ВАША ЗАДАЧА: Выпишите дословно фрагмент приведенного ниже рассказа о Николае I: он открывается словами «Однажды генерал Пётр» и завершается словами «никуда не годится.».

Но Лазарев от царского предложения отказался, взглянул на свой хронометр, порывисто встал и, сославшись на срочные дела, откланялся. Николай I онемел от удивления…
Когда адмирал вышел, он обратился к присутствовавшему рядом начальнику Третьего отделения тайной полиции и шефу жандармов князю Алексею Орлову со следующими словами: — Представь себе, есть в России человек, который не захотел со мною отобедать.
Он произнес эту тираду не только с удивлением, но и с уважением. Потому что сам трудился много и по строгому распорядку и ценил это качество в других. А попадались ему такие люди, как адмирал Лазарев, нечасто…
Когда однажды Николаю доставили бумагу о публичном оскорблении Лазаревым инженер-полковника Стоке, император, не читая, отложил ее в сторону:
— Если Лазарев оскорбил, значит, тому были причины!
А мореплаватель немного смущался императора еще и потому, что они слишком отличались внешне. Высокий, статный Николай Павлович — и малорослый, полноватый адмирал. Придворным трудно было не сдержать улыбок, когда они оказывались рядом.
Однажды генерал Пётр Михайлович Дараган, который был родом из казацко-старшинских дворян, взял и заговорил по-французски. Обычное дело для тех времён. Ничего странного в этом не было. Но русский человек, сын простого полтавского помещика Пётр Дараган, желая блеснуть своим парижским выговором, стал разговаривать по-французски сильно грассируя — то есть, преувеличенно картавя на галльский лад.
Услышав это, император Николай придал своему лицу комически серьезное выражение и стал повторять за генералом каждое слово, грассируя ещё сильнее. Дараган понял, что его дразнят, покраснел и выскочил в приёмную. Николай догнал его, обнял, расцеловал и сказал: — Зачем ты картавишь? За француза тебя никто не примет; благодари Бога, что ты русский, а обезьянничать никуда не годится.
В своих воспоминаниях генерал Дараган прокомментировал тот случай так: — Этот урок остался мне памятен на всю жизнь.
Главноуправляющими путями сообщения и публичными зданиями в годы царствования Николая I был нелюбимый многими граф Пётр Клейнмихель. Строительство первой железной дороги — из Петербурга в Царское Село, а затем и в Москву — было событием первостепенным. И вокруг него, конечно, не только ломались копья, но и состязались острословы. Да и император не раз давал им поводы для анекдотов.

ФРАГМЕНТ НАБОРА ДАННЫХ:
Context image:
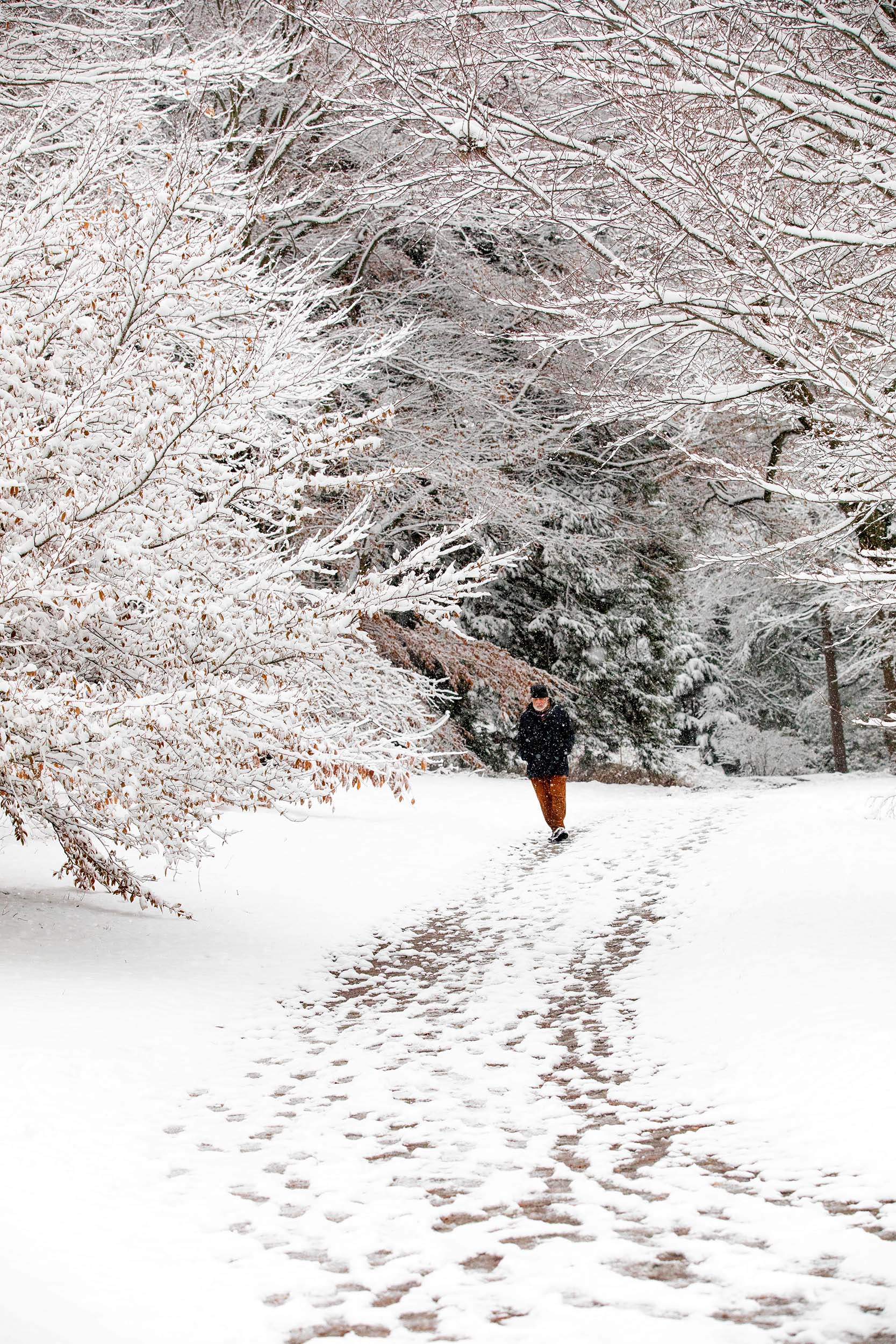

ОТВЕТ К ЗАДАНИЮ:
Однажды генерал Пётр Михайлович Дараган, который был родом из казацко-старшинских дворян, взял и заговорил по-французски. Обычное дело для тех времён. Ничего странного в этом не было. Но русский человек, сын простого полтавского помещика Пётр Дараган, желая блеснуть своим парижским выговором, стал разговаривать по-французски сильно грассируя — то есть, преувеличенно картавя на галльский лад.
Услышав это, император Николай придал своему лицу комически серьезное выражение и стал повторять за генералом каждое слово, грассируя ещё сильнее. Дараган понял, что его дразнят, покраснел и выскочил в приёмную. Николай догнал его, обнял, расцеловал и сказал: — Зачем ты картавишь? За француза тебя никто не примет; благодари Бога, что ты русский, а обезьянничать никуда не годится.